----- DOCUMENT EXTRACT

The above result is essential in the following discussion about implementing
SSB in the third part of this paper. We will see that, if we treat the \emph{%
Ricci scalar} $\mathcal{R}$ as a parameter and write the potential as
\begin{equation}
V_{\mathcal{R}}\left( \Phi \right) =\frac{1}{2}\left( \xi \mathcal{R}-\mu
^{2}\right) \Phi ^{2},
\end{equation}
the ``coefficient'' $\left( \xi \mathcal{R}-\mu ^{2}\right) $ can
be negative for small $\Phi ^{2}$ and positive for large $\Phi
^{2}$ in some situation. And hence the potential
$V_{\mathcal{R}}\left( \Phi \right) $ behaves similarly to the
well-known potential (Eq.\ (\ref{Higgs potential})) for Higgs
mechanism, and entails multiple true vacua.

To see it more specifically, let us consider a simple case.

\section{A simple case to illustrate the way of implementing spontaneous symmetry breaking}

We consider the action in which only gravity and the scalar field
are introduced,
\begin{equation}
S=-\frac{1}{2\kappa }\int d^{D}x\sqrt{\mathcal{G}}\left( \mathcal{R}%
+2\Lambda \right) +\int d^{D}x\sqrt{\mathcal{G}}\mathcal{L},
\label{action}
\end{equation}
where
\begin{equation}
\mathcal{L}=\frac{1}{2}\mathcal{G}^{MN}\left( \partial _{M}\Phi \right)
\left( \partial _{N}\Phi \right) -V_{\mathcal{R}}\left( \Phi \right) ,%
\hspace{0.5cm}M,N=0,1,...,\left( D-1\right),
\end{equation}
\begin{equation}
V_{\mathcal{R}}\left( \Phi \right) =\frac{1}{2}\xi \mathcal{R}\Phi ^{2}-%
\frac{1}{2}\mu ^{2}\Phi ^{2}, \label{potential including
non-minimal coupling}
\end{equation}
$\kappa $ is the (positive) $D$ dimensional gravitational
constant, $\mathcal{G}$ is the absolute value of the determinant
of the metric tensor $\mathcal{G}_{MN}$, $\Lambda $ is the
cosmological constant, and $\xi $ is a \emph{positive} coupling
constant.

----------
----- DATASET ROWS

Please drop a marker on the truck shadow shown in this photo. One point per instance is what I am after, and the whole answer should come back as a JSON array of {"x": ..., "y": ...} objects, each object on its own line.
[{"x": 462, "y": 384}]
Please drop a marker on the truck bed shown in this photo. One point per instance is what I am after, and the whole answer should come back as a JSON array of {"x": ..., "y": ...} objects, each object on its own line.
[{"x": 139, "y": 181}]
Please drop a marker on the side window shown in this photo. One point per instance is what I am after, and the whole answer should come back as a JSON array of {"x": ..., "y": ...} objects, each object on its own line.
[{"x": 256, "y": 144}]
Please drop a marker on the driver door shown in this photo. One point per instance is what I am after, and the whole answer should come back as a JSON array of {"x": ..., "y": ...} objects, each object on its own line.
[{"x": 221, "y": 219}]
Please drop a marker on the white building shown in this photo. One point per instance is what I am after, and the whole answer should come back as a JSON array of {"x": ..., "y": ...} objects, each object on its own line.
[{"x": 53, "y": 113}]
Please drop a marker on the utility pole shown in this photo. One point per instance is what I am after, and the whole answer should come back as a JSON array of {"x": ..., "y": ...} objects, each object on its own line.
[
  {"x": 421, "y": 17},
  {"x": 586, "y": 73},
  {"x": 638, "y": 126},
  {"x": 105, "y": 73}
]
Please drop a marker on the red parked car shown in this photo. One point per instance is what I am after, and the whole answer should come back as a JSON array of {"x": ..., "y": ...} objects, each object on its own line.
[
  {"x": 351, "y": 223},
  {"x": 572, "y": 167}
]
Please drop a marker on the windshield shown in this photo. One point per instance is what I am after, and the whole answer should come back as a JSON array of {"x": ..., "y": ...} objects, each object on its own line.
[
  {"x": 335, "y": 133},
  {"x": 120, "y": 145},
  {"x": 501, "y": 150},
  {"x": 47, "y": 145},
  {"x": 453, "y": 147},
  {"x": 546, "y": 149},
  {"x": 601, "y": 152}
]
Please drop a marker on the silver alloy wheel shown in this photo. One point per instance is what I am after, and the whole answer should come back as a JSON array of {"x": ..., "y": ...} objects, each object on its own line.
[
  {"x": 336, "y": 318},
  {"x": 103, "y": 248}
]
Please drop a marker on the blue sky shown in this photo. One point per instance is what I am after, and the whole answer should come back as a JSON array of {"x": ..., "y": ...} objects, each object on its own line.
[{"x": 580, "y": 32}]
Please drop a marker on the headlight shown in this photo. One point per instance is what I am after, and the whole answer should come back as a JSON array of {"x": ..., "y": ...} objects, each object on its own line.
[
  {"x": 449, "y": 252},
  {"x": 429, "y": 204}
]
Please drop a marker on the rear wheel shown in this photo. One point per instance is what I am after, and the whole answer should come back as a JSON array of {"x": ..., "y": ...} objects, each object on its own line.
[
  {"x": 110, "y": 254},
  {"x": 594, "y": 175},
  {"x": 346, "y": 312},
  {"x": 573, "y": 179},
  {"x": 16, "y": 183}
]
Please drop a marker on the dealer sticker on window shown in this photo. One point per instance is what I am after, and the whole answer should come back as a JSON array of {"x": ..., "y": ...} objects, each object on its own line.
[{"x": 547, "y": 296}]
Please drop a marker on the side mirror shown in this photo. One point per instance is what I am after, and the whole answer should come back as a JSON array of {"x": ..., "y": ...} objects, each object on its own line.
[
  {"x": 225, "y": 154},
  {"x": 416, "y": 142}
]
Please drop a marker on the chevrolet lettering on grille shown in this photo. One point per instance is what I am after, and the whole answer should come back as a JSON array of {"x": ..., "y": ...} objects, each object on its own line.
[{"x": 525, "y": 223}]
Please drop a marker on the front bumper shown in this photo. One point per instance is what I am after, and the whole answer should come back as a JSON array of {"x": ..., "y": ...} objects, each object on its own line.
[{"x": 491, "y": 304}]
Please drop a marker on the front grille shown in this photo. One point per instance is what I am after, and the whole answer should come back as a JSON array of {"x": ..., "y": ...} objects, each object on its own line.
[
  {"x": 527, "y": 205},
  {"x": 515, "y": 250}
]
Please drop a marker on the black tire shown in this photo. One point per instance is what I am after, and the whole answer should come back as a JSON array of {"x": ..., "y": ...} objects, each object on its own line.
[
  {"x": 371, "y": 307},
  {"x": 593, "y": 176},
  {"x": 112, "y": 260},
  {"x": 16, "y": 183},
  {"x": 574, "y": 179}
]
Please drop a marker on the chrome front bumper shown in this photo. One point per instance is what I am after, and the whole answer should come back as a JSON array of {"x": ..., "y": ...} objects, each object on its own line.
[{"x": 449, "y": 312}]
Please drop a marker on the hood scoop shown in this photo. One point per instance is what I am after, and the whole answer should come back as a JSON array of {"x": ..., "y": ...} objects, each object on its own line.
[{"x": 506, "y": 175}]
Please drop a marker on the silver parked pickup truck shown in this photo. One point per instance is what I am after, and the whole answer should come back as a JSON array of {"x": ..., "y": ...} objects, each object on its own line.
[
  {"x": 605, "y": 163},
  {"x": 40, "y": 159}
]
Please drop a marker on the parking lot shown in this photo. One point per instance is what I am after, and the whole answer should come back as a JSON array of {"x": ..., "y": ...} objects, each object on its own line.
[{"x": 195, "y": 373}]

----------

TASK TO CARRY OUT
Answer from the excerpt on spontaneous symmetry breaking:
(a) What quantity does the excerpt treat as a parameter when writing the potential?
(b) What does the excerpt say the potential entails, since it behaves like the Higgs-mechanism potential?
(c) What is Λ in the action?

ANSWER TO THE TASK
(a) The Ricci scalar.
(b) Multiple true vacua.
(c) The cosmological constant.